## CONSIGNE ÉCRITE 1
Renvoyez chaque ligne des enregistrements ci-dessous qui contient la chaîne « Target ».

## TEXTE FOURNI
L’épargne des Français va-t-elle financer la course à l’armement ?

canon caesar

Ce mardi 5 mars 2023, le Sénat a voté en faveur d'une redirection d'une partie de l’épargne des Français vers l’industrie de l’armement. À 244 voix contre 34, la droite sénatoriale est assez unanime. Et Vanina Paoli-Gagin, du groupe Les Indépendants, de centre droit, salue l’initiative. « C'est une solution efficace à court terme pour accélérer le passage à une véritable économie de guerre. » Mais l'écologiste Thomas Dossus s'inquiète : « Vous voulez financer les marchands de canons en prenant dans le livret avec lequel les Français pensaient financer le logement ou le développement durable », dit-il.

Ce financement concernerait le livret A et le LDSS, livret de développement durable et solidaire. Sont concernés non pas les fonds dédiés à 60 % au logement social mais l'épargne non centralisée dédiée aux PME, à la transition énergétique ou encore à l'économie sociale et solidaire (ESS). Logiquement, ces investissements devraient rentrer dans la catégorie PME, ce qui exclut les quelques fleurons industriels de défense qu’il nous reste : Safran et Thalès.

## ENREGISTREMENTS ASSOCIÉS
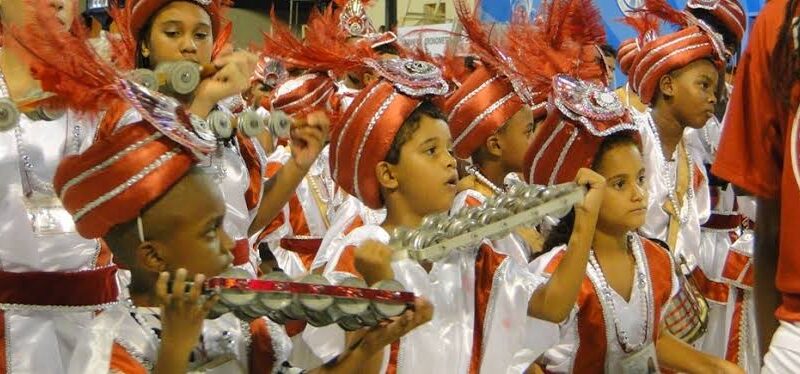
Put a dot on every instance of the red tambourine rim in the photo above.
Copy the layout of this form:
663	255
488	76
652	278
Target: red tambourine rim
...
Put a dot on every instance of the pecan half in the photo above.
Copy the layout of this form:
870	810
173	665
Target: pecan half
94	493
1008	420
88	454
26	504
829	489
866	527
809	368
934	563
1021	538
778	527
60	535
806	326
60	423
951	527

## CONSIGNE ÉCRITE 2
Écrivez la suite du texte sur l'épargne des Français et l'industrie de l'armement, à partir de sa dernière phrase.

## RÉPONSE 1
Target: red tambourine rim
Target: pecan half

## RÉPONSE 2
Mais la perspective garde des contours encore flous : « Le calendrier parlementaire reste à être fixé », selon Victor Fouquet, chargé de mission au Sénat sur les questions de budget et de finances au groupe centriste. « De même pour le niveau d’encours, déterminé par le ministère des Armées et de l’Économie. » La part de l’épargne fléchée sur l’industrie de la Défense est donc incertaine.

L'argent, nerf de la guerre

Il faut reconnaître que l’État a des progrès à faire pour doter son armée afin de garantir sa souveraineté en cas d’attaque ou pour asseoir nos capacités si le président de la République se décide à traduire en actes ses déclarations va-t-en-guerre. « Il n’y a pas de consensus aujourd’hui pour envoyer de manière officielle, assumée et endossée des troupes au sol. Mais en dynamique, rien ne doit être exclu », avait lancé Emmanuel Macron.

Déjà, la France a beaucoup fait profiter l’Ukraine de son armement. Il s’agit de véhicules de l’avant blindés, de canons tractés, de chars légers. Ce sont aussi de petits équipements tels que des radars, les jumelles de vision nocturne, des munitions ou du carburant. Ce sont, surtout, 18 canons CAESAR (camions équipés d’un système d’artillerie) sur 76, deux lance-roquettes unitaires livrés sur 13, ce qui représente une ponction conséquente dans le stock français. Le député Thomas Gassilloud, président de la commission de la Défense, prévient : « Il faut qu’on analyse la capacité à assumer ce soutien dans la durée et les impacts que ce soutien peut avoir sur nos propres forces armées. »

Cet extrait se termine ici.